6.10.. Segundo día – En el Congreso

  • José Carlos Mariátegui

Segundo día1  

         Ayer madrugamos.
         Nos despertamos oprimidos por una pesadilla muy fea, con el manifiesto del mayor Patiño Zamudio en una mano. Pasamos los ojos por encima de sus epígrafes. Y, muertos de susto, lo escondimos apresuradamente entre las sábanas.
         Momentos después, en la calle, inquirimos:
         —¿Qué se sabe de los pobres zapadores? ¿Han sido amarrados todos? ¿O se ha escapado uno siquiera?
         Y estuvimos a punto de caernos al suelo de sorpresa cuando nos contestaron:
         —¿Amarrados los zapadores? ¡Pero si están haciendo de las suyas todavía! Movimos la cabeza negativamente:
         —¡Esa es, sin duda alguna, una mentira de la oposición! ¡Una mentira de la oposición desalmada y vituperable!
         Y entonces nos sonrieron:
         —Es la pura verdad. Parece una mentira. Pero es la pura verdad.
         Y luego nos agregaron:
         —Además el gobierno exige que hoy mismo se suspendan las garantías individuales.
         Aquí nos pusimos a un milímetro de la locura.
         —¿Y qué tienen que ver las garantías individuales con los zapadores? ¿Para vencer a una compañía de zapadores necesita el gobierno perseguir a quienes no son zapadores ni por la psicología ni por el traje? ¿Un gobierno temerario y valiente?
         Hubimos de callarnos. Así era.
         El gobierno daba diente con diente. No porque se hubiesen alzado los militares en Ancón. No porque los militares de Ancón se llamasen únicamente la vanguardia del ejército insurrecto. No porque el mayor Patiño Zamudio le hubiese hablado a la república desde las columnas de una proclama escrita a marchas forzadas. Daba diente con diente porque tenía frío. Frío de la mala noche.
         Y el frío le hacía pedir permiso para suspender las garantías individuales.
         El frío no más.

En el Congreso  

         Tuvimos que verlo para creerlo.
         Fue necesario que el señor Pérez pidiese sesión de Congreso, fue necesario que la Cámara la acordase, fue necesario que el Congreso se reuniese y fue necesario que el señor Pardo, desde el estrado de la Presidencia, tocase un campanillazo, para que nosotros nos convenciéramos de que no nos habían engañado.
         El senador secretario leyó la moción; pero no leyó sino una firma, la del señor Pérez, para no estarse leyendo firmas toda la tarde.
         Y los señores Secada, leader bolchevique, y Salazar y Oyarzábal, leader leguiísta, se echaron al ruedo para tirarle, adornándose y arrimándose, unos cuantos capotazos.
         Después, silencio; silencio profundo; silencio de muerte.

Datos mostrados:
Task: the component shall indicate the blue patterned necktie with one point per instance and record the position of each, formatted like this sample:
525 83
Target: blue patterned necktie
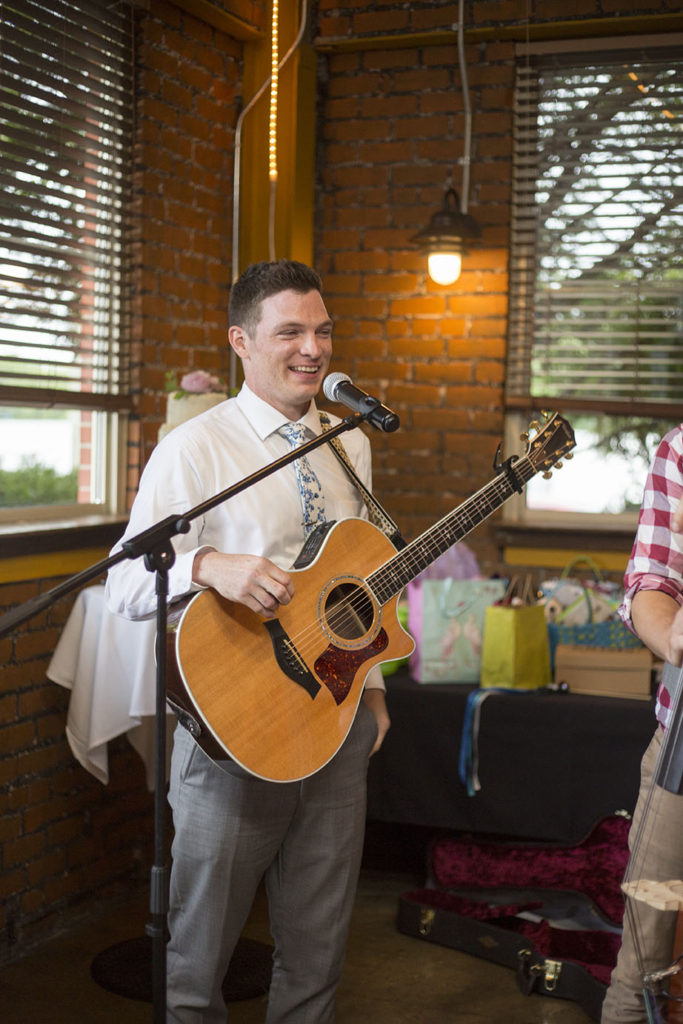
310 489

Ejercicios:
1/ ¿A qué personas nombra la crónica anteponiendo «señor» o «señores»? Enuméralas todas.
2/ ¿Puedes resumir en dos oraciones el párrafo de la crónica que empieza con «El gobierno daba diente con diente»?
3/ ¿Puedes editar el tramo de la crónica que va desde «Y el frío le» hasta «unos cuantos capotazos.» cambiando «senador secretario» por «diputado secretario»?
Los datos proceden de otra fuente.

Respuestas finales:
1/ Pérez, Pardo, Secada, Salazar y Oyarzábal.

2/ El gobierno temblaba, pero no por el alzamiento de los militares en Ancón, ni porque estos se llamaran únicamente la vanguardia del ejército insurrecto, ni por la proclama del mayor Patiño Zamudio. Temblaba solo por el frío de la mala noche.

3/
Y el frío le hacía pedir permiso para suspender las garantías individuales.
         El frío no más.

En el Congreso  

         Tuvimos que verlo para creerlo.
         Fue necesario que el señor Pérez pidiese sesión de Congreso, fue necesario que la Cámara la acordase, fue necesario que el Congreso se reuniese y fue necesario que el señor Pardo, desde el estrado de la Presidencia, tocase un campanillazo, para que nosotros nos convenciéramos de que no nos habían engañado.
         El diputado secretario leyó la moción; pero no leyó sino una firma, la del señor Pérez, para no estarse leyendo firmas toda la tarde.
         Y los señores Secada, leader bolchevique, y Salazar y Oyarzábal, leader leguiísta, se echaron al ruedo para tirarle, adornándose y arrimándose, unos cuantos capotazos.